▶ ЗАДАНИЕ: Выпишите слово в слово кусок из отрывка о протестантстве, начиная со слов «Я не уверен, что» и до слов «начало у Августина.» включительно.

Последующие пути развития, по которым пошло реформированное христианство, связаны с этими первоначальными предпосылками. Священное Писание, как Слово Божие, с самого начала Реформации было противопоставлено словам человеческим. Тем не менее XIX век стал свидетелем развития библейского критицизма: протестантские ученые открыли, а протестантские богословы осознали, что Библия в большой мере человеческий документ. На самом же деле зародыш этой проблемы был уже в критическом отношении Лютера к «соломенному посланию» апостола Иакова. Так или иначе современный библейский критицизм вызвал настоящую революцию в большой части протестантского мира. Слово Божие теперь уже не в букве Библии, а лишь в некой сердцевине первоначальной «керигмы» (проповеди), определяемой по–разному и исключающей всякое божественное вмешательство в нормальное, естественное состояние тварных существ. Таким образом, мы приходим к своеобразному, основательно «демифологизированному» деизму, очень далекому от основной интуиции реформаторов: сделать живого Бога свободно и непосредственно близким человеку.

Конечно, есть явления в истории протестантства, которые не совсем входят в эту обобщенную картину. Мы думаем, например, о немецком пиетизме XVIII века или о свежем подходе к Новому Завету у Уесли (Везли) [[88]]. Но, говоря вообще, эти движения сохраняли свою свежесть (и, я бы сказал, свое экуменическое значение) только до тех пор, пока они не выражались в отвлеченных понятиях и не вводились в рамки основного потока протестантского богословия. Но как только они в этот поток включились, так влияние их уже тем самым ограничивалось областью «благочестия» или «эмоционализма».

Я не уверен, что эта общая картина исторического развития западного христианства всем вам покажется правильной. Я ее начертал со своей, православной точки зрения, которая станет вам яснее, если я теперь вернусь к своим собственным критериям, на основании которых я сужу, и к тем общим предпосылкам, на которых основано православное суждение о Реформации.

2. Прежде всего уже самые взаимоотношения между Богом и человеком понимаются восточными отцами иначе, чем в том развитии мысли, которое берет начало у Августина.

▶ ДАННЫЕ:

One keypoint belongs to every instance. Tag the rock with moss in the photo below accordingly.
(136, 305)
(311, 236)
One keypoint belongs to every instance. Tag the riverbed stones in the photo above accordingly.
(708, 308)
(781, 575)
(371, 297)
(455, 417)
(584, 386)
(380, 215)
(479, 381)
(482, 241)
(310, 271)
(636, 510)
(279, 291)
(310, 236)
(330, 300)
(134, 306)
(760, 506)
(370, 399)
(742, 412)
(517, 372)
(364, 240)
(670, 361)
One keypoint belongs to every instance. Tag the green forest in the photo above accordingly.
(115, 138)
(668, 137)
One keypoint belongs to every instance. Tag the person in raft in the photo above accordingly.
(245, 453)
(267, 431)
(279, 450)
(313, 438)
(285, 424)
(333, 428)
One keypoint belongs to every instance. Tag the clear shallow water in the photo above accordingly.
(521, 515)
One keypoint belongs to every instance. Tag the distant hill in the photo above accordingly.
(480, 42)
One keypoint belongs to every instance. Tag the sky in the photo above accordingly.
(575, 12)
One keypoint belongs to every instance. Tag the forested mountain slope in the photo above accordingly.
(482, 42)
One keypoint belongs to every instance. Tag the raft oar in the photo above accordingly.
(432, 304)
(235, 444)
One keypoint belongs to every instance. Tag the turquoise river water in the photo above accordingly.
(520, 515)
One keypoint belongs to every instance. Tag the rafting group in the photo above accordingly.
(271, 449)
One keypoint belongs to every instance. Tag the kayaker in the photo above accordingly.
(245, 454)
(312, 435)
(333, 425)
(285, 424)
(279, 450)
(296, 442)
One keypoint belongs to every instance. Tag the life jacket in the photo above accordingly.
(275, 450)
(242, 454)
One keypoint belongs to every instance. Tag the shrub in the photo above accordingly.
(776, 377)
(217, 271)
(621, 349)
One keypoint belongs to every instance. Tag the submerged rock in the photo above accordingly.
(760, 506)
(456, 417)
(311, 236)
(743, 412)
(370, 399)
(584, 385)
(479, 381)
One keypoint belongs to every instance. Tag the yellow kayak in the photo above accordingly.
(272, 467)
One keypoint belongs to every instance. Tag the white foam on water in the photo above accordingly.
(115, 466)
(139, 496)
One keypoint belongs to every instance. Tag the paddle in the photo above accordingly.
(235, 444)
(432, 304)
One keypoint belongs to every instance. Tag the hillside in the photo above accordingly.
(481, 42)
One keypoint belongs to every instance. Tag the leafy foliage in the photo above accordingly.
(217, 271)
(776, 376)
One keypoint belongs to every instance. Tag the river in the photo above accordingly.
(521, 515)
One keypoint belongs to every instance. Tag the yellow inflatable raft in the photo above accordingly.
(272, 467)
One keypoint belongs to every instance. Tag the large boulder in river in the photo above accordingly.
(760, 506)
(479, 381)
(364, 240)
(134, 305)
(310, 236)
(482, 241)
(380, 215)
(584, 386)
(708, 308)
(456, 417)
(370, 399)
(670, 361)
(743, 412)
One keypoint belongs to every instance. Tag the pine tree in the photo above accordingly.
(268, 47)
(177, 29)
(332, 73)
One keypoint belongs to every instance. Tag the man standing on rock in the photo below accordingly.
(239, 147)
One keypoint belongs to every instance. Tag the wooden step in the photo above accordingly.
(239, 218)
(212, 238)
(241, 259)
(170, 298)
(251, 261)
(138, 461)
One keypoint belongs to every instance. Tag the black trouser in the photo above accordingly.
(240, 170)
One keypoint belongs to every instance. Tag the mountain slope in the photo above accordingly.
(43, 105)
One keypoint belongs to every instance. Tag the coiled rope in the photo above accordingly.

▶ ОТВЕТ:
Я не уверен, что эта общая картина исторического развития западного христианства всем вам покажется правильной. Я ее начертал со своей, православной точки зрения, которая станет вам яснее, если я теперь вернусь к своим собственным критериям, на основании которых я сужу, и к тем общим предпосылкам, на которых основано православное суждение о Реформации.

2. Прежде всего уже самые взаимоотношения между Богом и человеком понимаются восточными отцами иначе, чем в том развитии мысли, которое берет начало у Августина.